--- begin Dataset excerpts ---

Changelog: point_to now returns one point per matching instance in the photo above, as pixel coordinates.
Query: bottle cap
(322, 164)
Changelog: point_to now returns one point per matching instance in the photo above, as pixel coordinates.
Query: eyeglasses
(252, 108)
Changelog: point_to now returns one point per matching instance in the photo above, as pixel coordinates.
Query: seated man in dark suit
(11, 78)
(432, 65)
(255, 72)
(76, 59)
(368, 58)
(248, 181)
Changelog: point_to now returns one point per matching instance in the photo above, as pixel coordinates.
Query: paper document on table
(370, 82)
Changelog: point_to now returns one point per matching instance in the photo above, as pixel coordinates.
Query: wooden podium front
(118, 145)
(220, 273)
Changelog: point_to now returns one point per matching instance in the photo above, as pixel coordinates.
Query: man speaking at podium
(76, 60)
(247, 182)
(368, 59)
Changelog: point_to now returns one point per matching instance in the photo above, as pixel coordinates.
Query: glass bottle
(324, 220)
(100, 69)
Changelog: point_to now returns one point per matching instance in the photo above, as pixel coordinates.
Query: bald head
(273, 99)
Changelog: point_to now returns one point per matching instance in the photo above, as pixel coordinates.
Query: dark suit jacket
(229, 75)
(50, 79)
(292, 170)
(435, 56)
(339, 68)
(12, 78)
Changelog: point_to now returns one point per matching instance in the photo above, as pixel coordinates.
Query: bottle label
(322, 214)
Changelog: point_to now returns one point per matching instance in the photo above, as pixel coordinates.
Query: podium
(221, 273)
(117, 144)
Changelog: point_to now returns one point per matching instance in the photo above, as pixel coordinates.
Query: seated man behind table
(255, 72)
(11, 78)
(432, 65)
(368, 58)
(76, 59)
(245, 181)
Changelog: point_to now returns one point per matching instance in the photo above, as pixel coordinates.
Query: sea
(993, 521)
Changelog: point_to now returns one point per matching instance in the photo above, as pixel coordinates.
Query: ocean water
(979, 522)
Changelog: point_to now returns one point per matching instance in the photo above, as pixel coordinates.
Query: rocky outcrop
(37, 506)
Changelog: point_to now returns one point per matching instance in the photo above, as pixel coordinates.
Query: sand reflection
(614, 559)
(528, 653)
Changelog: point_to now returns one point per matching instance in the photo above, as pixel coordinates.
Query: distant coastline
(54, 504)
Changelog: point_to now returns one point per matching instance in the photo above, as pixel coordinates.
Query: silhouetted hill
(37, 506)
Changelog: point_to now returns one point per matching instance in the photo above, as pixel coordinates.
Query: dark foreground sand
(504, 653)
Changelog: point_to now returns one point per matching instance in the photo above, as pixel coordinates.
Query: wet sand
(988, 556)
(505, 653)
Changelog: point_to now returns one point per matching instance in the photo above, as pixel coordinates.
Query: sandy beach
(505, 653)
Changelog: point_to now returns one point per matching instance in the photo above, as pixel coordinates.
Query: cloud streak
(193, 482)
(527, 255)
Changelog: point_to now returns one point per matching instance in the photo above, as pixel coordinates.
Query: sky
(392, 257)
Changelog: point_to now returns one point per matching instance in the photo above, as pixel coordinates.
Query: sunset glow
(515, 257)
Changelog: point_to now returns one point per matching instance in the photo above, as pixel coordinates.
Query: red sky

--- end Dataset excerpts ---

#### Work required
Your task is to repeat each line of the material exactly.

#### Written response
Changelog: point_to now returns one point per matching instance in the photo above, as pixel coordinates.
Query: bottle cap
(322, 164)
Changelog: point_to now returns one point per matching instance in the photo above, as pixel coordinates.
Query: eyeglasses
(252, 108)
Changelog: point_to now returns one point per matching instance in the photo above, as pixel coordinates.
Query: seated man in dark suit
(11, 78)
(432, 65)
(255, 72)
(76, 59)
(368, 58)
(248, 181)
Changelog: point_to now returns one point per matching instance in the photo above, as pixel coordinates.
Query: paper document on table
(370, 82)
Changelog: point_to now returns one point per matching instance in the photo above, as pixel coordinates.
Query: wooden podium front
(118, 145)
(220, 273)
Changelog: point_to now returns one point per matching instance in the photo above, as pixel coordinates.
Query: man speaking at podium
(76, 60)
(247, 182)
(368, 59)
Changelog: point_to now returns one point per matching instance in the photo above, as pixel coordinates.
Query: glass bottle
(324, 220)
(100, 69)
Changelog: point_to now returns one point per matching instance in the photo above, as pixel coordinates.
Query: bald head
(273, 99)
Changelog: point_to now returns one point per matching instance in the photo above, as pixel coordinates.
Query: dark suit jacket
(229, 75)
(50, 79)
(292, 170)
(435, 56)
(339, 68)
(12, 78)
Changelog: point_to now returns one point per matching instance in the photo above, as pixel coordinates.
Query: bottle label
(322, 214)
Changelog: point_to now returns one point per matching instance in the photo above, as pixel coordinates.
Query: podium
(221, 273)
(117, 144)
Changelog: point_to now returns one point per matching instance in the photo above, as pixel coordinates.
Query: seated man behind table
(255, 72)
(11, 78)
(432, 65)
(368, 58)
(76, 59)
(245, 181)
Changelog: point_to now returns one point per matching instance in the photo above, as pixel coordinates.
Query: sea
(993, 521)
Changelog: point_to now returns one point per matching instance in the photo above, as pixel coordinates.
Query: ocean water
(979, 522)
Changelog: point_to now returns one point per matching instance in the photo above, as pixel coordinates.
Query: rocky outcrop
(37, 506)
Changelog: point_to now returns one point per matching instance in the photo above, as pixel coordinates.
Query: sand reflection
(614, 559)
(528, 653)
Changelog: point_to now returns one point per matching instance in the photo above, as pixel coordinates.
Query: distant coastline
(54, 504)
Changelog: point_to now returns one point per matching instance in the photo above, as pixel coordinates.
Query: silhouetted hill
(37, 506)
Changelog: point_to now returns one point per matching instance in the photo above, as pixel coordinates.
Query: dark foreground sand
(504, 653)
Changelog: point_to now returns one point per matching instance in the photo above, as pixel coordinates.
Query: wet sand
(988, 556)
(505, 653)
Changelog: point_to now returns one point per matching instance in the photo above, as pixel coordinates.
Query: sandy beach
(505, 653)
Changelog: point_to now returns one point per matching instance in the photo above, as pixel coordinates.
Query: cloud streak
(193, 482)
(527, 255)
Changelog: point_to now returns one point per matching instance in the photo above, as pixel coordinates.
Query: sky
(392, 257)
Changelog: point_to now returns one point per matching instance in the photo above, as pixel coordinates.
Query: sunset glow
(515, 257)
Changelog: point_to now returns one point per matching instance in the photo above, as pixel coordinates.
Query: red sky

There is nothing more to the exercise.